ASSIGNMENT: Retype the range from the line holding "Does the image above contain any distressed" to the last line of the listing, inclusive, exactly as it appears and with nothing else.

GIVEN DATA:
▼▼▼
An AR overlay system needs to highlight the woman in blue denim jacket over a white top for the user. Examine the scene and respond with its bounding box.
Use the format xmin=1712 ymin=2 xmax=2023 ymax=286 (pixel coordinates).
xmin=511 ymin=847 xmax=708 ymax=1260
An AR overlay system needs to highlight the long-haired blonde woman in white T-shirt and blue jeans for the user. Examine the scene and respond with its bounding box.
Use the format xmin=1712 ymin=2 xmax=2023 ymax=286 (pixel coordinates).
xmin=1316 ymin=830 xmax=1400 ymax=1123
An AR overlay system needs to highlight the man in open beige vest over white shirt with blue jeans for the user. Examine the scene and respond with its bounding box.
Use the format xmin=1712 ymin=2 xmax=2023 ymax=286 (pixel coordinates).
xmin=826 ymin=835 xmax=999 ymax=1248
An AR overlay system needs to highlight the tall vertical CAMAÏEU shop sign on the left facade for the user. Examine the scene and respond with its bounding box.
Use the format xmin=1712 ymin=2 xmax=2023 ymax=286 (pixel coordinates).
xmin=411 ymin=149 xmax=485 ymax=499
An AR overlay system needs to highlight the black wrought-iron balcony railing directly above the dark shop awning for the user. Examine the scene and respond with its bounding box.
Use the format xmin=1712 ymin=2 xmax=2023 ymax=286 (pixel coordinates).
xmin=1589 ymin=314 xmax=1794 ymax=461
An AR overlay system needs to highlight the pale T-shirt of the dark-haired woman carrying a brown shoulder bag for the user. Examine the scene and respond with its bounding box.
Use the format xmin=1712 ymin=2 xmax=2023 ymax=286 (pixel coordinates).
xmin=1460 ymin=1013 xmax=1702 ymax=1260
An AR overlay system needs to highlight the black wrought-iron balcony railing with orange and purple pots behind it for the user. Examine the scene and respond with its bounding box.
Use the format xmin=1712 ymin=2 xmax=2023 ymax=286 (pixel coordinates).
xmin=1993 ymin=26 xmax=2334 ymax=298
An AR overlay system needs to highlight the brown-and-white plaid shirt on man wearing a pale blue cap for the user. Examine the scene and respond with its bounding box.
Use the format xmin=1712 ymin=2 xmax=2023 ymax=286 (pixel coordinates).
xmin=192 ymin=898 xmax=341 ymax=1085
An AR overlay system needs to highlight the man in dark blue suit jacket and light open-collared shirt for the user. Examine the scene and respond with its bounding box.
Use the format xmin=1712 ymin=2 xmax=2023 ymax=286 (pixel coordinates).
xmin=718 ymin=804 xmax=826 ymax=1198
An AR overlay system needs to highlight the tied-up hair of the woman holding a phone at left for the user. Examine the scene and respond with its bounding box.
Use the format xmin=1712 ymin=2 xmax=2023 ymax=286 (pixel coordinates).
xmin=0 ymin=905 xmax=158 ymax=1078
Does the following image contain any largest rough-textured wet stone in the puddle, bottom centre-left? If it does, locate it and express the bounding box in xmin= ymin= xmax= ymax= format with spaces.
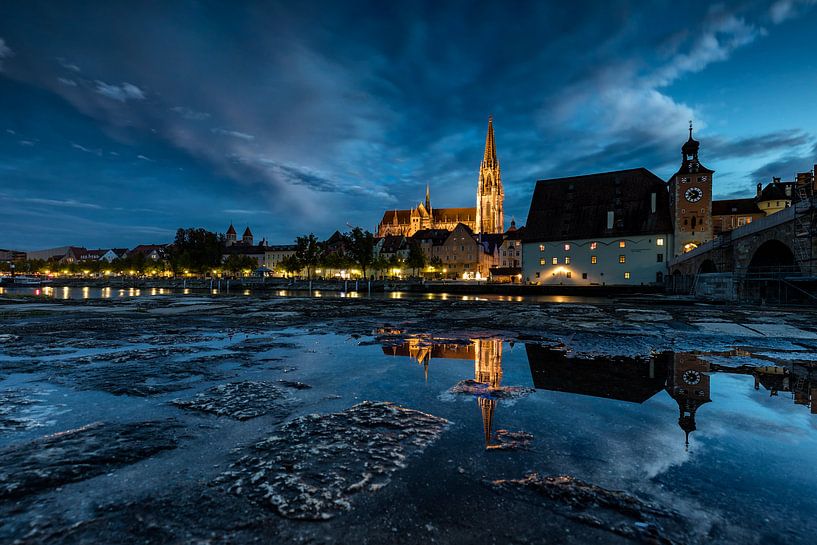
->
xmin=219 ymin=401 xmax=448 ymax=520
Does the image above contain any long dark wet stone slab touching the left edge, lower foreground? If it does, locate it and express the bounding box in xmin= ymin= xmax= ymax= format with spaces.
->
xmin=0 ymin=420 xmax=180 ymax=499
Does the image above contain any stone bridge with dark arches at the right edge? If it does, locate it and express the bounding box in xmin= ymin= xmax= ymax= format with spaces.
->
xmin=668 ymin=196 xmax=817 ymax=299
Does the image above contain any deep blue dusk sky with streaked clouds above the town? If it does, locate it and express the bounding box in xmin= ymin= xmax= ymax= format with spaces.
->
xmin=0 ymin=0 xmax=817 ymax=250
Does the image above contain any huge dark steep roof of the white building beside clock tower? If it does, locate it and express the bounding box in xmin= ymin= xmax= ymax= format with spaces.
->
xmin=523 ymin=168 xmax=672 ymax=242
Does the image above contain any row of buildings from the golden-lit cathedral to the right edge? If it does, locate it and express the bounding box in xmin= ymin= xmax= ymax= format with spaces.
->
xmin=377 ymin=119 xmax=817 ymax=285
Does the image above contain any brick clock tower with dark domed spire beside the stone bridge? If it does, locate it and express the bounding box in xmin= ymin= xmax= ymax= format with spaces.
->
xmin=669 ymin=121 xmax=715 ymax=255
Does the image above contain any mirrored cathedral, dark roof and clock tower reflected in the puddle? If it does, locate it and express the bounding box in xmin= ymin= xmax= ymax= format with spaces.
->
xmin=376 ymin=329 xmax=817 ymax=449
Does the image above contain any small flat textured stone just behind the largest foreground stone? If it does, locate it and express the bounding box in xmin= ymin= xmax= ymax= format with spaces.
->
xmin=171 ymin=380 xmax=289 ymax=420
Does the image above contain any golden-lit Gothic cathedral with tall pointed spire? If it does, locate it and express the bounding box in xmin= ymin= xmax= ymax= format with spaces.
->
xmin=377 ymin=117 xmax=505 ymax=237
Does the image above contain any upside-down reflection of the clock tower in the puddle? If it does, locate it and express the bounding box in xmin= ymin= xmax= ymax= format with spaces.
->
xmin=667 ymin=354 xmax=712 ymax=446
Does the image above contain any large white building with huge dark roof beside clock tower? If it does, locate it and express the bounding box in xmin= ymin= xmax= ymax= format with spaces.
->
xmin=522 ymin=168 xmax=673 ymax=286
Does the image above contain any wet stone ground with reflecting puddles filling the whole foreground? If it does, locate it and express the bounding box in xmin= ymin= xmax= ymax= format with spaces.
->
xmin=0 ymin=295 xmax=817 ymax=544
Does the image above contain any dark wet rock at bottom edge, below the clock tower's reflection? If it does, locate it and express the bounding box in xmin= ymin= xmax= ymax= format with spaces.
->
xmin=492 ymin=473 xmax=689 ymax=544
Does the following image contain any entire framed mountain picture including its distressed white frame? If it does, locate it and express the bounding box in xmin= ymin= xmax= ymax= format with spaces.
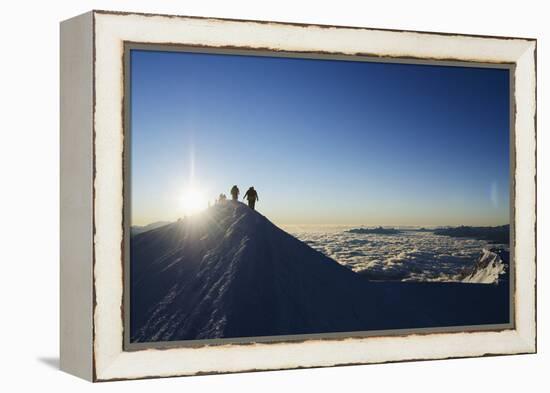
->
xmin=60 ymin=11 xmax=536 ymax=381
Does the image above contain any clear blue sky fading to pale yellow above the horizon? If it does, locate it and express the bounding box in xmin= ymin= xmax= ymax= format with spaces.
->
xmin=131 ymin=50 xmax=510 ymax=225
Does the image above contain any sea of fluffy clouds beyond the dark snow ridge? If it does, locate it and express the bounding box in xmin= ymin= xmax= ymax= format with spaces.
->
xmin=285 ymin=226 xmax=508 ymax=281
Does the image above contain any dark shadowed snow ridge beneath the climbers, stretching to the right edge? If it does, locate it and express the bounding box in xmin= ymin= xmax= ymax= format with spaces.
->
xmin=130 ymin=201 xmax=507 ymax=342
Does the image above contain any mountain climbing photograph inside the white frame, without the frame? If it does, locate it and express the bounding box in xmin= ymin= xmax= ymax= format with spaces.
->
xmin=124 ymin=44 xmax=514 ymax=348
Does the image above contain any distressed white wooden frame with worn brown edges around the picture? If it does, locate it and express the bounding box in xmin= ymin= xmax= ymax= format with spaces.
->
▲▲▲
ANSWER SPACE:
Does the image above contain any distressed white wooden frame with worn brown edges around the picture? If it does, locate it and express the bounding box in xmin= ymin= xmax= ymax= format with spaces.
->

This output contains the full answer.